>> START Document passage

W3C home > Mailing lists > Public > html-tidy@w3.org > April to June 2003

Problem converting to xml

From: Valmik Desai <valmik@wayne.edu>
Date: Sun, 20 Apr 2003 00:56:19 -0400
To: html-tidy@w3.org
Cc: valmik@wayne.edu
Message-Id: <e3aa8868.77582869.8195300@mirapointms2.wayne.edu>



To html-tidy,

I am facing a problem using tidy.
I am trying to convert a html to xml. Tidy has been a great
help to me for this, but I am facing some problems in some cases.

The Tidy works fine when I save the html page from the browser
and the html is converted to xml witjout any errors with some
warnings.
However When I  download it using a program and then run tidy
it gives me errors and I cant convert html to xml.

This is sample code in java I use to download a html:
      InputStream in = null;
      OutputStream out = null;

      URL url = new URL("http://"+siteurl);   // Create the URL
      in = url.openStream();        // Open a stream to it
      out = new FileOutputStream(filename);

          // Now copy bytes from the URL to the output stream
          byte[] buffer = new byte[4096];
          int bytes_read = 0;
	  while(true)
	  {
	      bytes_read = in.read(buffer);
	      if(bytes_read == -1)
		break;
              out.write(buffer, 0, bytes_read);
	  }

I use this command to convert an html to xml:
tidy -asxml slash.html >slash.xml

The html used for my experiments is www.slashdot.com.

The errors I got are: 
181 warnings, 11 errors were found! Not all warnings/errors
were shown.

This document has errors that must be fixed before
using HTML Tidy to generate a tidied up version.

>> END Document passage

(Problems and tasks)
(A) Return the passage of the Tidy mailing list message from "I am trying" up to and including "convert html to xml.", copied character for character.
(B) Give the number of lines in the listing that contain the string "decorative", counting case-sensitively. Reply with the number alone.

>> START Data rows

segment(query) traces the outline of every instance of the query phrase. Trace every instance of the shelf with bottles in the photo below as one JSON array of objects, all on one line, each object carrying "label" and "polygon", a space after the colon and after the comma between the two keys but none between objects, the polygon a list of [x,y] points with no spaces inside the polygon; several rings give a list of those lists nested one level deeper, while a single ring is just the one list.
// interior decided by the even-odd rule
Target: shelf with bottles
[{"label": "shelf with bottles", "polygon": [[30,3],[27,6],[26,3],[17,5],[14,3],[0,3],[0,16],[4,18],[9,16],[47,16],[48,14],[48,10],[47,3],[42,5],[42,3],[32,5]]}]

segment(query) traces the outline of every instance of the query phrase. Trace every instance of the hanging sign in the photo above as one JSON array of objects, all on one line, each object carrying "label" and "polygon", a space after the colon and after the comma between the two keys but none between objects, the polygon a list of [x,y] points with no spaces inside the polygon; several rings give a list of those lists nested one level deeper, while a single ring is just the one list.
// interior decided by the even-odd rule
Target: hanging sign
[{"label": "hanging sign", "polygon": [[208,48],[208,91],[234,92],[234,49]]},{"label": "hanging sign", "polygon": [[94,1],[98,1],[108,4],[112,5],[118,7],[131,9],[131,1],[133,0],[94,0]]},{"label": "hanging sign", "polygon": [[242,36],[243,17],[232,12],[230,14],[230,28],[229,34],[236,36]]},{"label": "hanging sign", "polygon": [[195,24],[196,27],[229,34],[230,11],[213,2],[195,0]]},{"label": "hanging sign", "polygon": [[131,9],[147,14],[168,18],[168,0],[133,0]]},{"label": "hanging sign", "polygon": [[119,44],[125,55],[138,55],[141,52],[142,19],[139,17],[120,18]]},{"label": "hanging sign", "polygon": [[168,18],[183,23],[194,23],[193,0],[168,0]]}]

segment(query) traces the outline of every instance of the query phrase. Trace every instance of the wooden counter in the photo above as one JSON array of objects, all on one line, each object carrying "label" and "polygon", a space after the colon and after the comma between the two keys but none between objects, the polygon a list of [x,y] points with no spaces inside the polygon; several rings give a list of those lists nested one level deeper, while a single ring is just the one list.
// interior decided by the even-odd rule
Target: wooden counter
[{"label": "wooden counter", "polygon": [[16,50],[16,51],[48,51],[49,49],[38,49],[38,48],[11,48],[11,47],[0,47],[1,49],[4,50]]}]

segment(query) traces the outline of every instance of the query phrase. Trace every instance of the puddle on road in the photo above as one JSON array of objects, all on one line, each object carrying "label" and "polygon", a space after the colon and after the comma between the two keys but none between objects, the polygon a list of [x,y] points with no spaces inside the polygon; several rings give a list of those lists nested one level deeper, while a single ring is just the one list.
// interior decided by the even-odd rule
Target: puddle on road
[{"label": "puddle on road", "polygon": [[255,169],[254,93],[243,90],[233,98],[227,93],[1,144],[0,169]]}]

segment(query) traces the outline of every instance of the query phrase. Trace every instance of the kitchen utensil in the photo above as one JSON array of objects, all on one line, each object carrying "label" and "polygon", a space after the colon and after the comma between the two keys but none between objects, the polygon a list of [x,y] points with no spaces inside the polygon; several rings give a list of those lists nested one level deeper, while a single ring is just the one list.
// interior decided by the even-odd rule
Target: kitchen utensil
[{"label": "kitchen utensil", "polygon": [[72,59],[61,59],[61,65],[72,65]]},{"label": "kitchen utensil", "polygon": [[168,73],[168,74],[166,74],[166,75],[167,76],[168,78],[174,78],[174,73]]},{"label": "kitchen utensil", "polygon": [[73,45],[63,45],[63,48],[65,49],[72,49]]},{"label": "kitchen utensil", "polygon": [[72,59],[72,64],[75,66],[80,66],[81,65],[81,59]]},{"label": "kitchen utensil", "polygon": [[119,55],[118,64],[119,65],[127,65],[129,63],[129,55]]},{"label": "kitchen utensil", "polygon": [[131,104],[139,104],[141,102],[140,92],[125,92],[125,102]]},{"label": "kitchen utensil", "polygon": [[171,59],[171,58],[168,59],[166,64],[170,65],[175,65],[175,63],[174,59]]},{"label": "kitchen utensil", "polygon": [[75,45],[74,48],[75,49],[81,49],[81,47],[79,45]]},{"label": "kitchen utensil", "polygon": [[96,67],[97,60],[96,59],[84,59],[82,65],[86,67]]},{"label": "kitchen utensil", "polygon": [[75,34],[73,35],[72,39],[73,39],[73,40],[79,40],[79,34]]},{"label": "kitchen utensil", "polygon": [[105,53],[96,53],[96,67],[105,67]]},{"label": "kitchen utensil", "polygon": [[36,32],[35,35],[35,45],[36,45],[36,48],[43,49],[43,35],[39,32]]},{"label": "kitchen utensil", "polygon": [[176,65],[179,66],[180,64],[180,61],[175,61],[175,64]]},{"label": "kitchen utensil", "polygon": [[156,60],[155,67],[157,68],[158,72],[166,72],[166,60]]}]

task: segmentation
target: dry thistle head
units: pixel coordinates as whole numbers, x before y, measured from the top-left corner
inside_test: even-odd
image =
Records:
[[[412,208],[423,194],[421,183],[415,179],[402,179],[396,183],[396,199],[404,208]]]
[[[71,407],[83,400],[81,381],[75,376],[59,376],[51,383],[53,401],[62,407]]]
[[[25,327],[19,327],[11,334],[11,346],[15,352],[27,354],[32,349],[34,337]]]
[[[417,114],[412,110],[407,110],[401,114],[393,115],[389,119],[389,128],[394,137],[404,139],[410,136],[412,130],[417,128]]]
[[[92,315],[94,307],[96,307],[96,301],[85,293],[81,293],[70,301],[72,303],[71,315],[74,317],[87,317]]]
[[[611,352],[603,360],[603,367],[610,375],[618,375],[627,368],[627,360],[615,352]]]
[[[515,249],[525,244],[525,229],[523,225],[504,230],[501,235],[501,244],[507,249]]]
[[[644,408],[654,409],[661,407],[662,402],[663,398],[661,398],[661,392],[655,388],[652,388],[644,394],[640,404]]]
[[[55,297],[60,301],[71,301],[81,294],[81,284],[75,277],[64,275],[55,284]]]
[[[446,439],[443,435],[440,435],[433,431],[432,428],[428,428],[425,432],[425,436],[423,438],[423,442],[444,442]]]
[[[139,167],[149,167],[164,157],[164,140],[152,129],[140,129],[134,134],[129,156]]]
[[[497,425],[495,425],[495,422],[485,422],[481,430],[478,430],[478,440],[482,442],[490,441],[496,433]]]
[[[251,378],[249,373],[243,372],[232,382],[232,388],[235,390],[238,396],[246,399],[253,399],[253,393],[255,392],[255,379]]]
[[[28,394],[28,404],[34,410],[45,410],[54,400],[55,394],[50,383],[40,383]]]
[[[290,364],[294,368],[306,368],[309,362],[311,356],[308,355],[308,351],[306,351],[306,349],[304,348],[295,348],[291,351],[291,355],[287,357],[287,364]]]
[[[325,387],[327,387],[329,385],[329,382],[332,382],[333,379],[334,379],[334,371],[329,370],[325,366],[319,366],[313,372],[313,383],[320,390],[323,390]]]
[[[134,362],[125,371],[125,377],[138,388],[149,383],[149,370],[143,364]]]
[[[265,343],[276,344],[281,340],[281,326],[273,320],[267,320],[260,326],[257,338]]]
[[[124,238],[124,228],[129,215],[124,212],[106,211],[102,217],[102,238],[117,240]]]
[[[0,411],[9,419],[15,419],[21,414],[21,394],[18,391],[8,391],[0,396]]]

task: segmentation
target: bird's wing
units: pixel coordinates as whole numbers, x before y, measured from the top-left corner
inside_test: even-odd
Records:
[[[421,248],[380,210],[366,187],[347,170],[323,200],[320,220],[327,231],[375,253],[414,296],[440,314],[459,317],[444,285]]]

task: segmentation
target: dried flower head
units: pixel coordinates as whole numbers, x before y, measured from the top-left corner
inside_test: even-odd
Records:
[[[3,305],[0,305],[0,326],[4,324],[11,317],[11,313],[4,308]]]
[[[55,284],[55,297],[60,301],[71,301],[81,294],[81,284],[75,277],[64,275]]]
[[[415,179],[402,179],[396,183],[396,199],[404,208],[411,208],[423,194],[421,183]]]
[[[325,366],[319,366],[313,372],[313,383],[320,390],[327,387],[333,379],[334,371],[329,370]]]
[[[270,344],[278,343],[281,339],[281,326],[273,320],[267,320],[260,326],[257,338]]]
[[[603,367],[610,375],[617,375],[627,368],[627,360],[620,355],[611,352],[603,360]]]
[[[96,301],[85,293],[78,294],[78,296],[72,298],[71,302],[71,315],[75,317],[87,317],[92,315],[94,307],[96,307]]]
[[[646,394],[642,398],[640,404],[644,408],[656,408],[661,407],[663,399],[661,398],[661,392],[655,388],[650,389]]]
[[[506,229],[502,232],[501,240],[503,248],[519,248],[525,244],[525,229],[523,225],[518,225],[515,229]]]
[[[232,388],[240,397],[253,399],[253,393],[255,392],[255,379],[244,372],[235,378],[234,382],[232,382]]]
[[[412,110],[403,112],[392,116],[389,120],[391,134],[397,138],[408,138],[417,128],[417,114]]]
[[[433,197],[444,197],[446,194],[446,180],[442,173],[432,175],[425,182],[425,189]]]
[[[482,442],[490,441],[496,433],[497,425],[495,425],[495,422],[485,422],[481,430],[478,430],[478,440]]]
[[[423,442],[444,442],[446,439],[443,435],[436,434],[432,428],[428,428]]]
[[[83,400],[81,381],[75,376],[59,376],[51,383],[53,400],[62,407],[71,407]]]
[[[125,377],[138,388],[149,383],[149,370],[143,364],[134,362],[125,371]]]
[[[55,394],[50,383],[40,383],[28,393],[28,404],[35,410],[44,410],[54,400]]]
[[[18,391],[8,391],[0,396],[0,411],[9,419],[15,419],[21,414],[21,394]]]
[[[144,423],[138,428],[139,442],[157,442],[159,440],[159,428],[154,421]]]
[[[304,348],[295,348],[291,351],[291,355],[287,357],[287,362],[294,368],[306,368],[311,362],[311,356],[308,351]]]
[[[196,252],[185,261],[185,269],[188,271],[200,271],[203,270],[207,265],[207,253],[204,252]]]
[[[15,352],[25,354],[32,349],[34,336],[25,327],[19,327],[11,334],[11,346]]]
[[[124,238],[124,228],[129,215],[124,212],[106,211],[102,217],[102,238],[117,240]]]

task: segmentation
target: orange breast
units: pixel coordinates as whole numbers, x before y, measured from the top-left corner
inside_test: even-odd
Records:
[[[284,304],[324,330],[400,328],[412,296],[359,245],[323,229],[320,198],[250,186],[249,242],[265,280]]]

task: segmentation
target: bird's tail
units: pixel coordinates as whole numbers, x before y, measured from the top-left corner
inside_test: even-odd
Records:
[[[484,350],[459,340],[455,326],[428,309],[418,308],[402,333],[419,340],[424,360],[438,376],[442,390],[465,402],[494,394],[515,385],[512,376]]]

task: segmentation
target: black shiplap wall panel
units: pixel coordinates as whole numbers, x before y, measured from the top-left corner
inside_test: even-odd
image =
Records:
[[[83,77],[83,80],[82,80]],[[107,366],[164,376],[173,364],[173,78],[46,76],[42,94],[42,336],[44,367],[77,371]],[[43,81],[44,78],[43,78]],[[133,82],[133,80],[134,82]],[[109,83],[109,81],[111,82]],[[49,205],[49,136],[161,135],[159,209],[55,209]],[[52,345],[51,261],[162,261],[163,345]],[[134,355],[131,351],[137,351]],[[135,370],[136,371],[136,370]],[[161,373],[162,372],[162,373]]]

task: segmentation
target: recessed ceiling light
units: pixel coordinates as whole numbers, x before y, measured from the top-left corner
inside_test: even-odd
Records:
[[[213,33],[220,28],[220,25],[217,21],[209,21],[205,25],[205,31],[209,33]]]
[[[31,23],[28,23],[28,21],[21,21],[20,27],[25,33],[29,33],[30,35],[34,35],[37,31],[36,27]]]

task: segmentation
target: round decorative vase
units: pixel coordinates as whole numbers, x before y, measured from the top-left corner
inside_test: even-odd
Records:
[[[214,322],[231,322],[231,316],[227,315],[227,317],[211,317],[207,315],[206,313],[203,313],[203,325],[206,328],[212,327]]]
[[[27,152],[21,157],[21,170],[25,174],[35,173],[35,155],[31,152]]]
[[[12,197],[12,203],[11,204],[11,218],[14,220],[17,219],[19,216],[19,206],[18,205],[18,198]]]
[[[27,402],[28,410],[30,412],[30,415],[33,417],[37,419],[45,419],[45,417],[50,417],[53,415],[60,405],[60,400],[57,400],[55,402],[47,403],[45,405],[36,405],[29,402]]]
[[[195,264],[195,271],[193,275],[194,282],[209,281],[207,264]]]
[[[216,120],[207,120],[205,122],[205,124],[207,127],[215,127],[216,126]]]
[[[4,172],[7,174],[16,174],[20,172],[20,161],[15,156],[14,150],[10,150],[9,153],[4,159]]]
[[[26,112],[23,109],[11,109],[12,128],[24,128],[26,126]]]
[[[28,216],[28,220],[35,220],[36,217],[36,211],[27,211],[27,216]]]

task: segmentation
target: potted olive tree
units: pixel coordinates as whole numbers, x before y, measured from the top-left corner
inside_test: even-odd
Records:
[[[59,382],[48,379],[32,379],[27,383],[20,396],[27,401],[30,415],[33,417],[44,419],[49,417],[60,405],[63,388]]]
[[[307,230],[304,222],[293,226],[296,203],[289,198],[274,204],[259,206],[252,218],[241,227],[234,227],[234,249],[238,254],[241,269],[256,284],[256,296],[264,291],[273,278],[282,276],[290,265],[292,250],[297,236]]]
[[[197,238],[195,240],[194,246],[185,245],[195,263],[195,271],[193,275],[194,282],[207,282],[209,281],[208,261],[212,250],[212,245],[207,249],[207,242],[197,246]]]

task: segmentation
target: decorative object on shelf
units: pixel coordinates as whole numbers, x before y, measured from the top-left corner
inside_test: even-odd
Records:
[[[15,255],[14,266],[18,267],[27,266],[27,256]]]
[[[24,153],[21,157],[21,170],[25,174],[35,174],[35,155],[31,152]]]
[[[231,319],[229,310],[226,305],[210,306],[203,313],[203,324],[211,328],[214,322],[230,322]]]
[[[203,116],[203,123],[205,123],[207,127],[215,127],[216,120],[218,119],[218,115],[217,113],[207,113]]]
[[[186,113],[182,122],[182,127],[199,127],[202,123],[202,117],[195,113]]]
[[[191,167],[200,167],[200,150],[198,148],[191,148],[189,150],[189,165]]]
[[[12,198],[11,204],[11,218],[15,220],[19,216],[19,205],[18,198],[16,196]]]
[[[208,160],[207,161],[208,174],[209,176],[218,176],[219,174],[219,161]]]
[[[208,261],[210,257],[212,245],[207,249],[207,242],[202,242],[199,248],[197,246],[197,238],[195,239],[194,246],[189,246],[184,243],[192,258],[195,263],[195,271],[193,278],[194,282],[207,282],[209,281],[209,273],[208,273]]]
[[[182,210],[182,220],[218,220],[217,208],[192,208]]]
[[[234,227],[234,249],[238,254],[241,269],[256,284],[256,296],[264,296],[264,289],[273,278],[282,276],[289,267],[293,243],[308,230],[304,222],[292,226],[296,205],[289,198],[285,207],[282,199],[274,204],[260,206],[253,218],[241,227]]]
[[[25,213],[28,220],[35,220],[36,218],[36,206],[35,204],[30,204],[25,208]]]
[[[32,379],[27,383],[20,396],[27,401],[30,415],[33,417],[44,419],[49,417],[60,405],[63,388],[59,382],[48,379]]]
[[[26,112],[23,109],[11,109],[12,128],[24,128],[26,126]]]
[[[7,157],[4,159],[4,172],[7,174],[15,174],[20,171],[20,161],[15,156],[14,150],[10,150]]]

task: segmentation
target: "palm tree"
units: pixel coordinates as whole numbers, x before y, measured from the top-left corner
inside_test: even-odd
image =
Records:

>> END Data rows

(In response)
(A)
I am trying to convert a html to xml. Tidy has been a great
help to me for this, but I am facing some problems in some cases.

The Tidy works fine when I save the html page from the browser
and the html is converted to xml witjout any errors with some
warnings.
However When I  download it using a program and then run tidy
it gives me errors and I cant convert html to xml.

(B) 2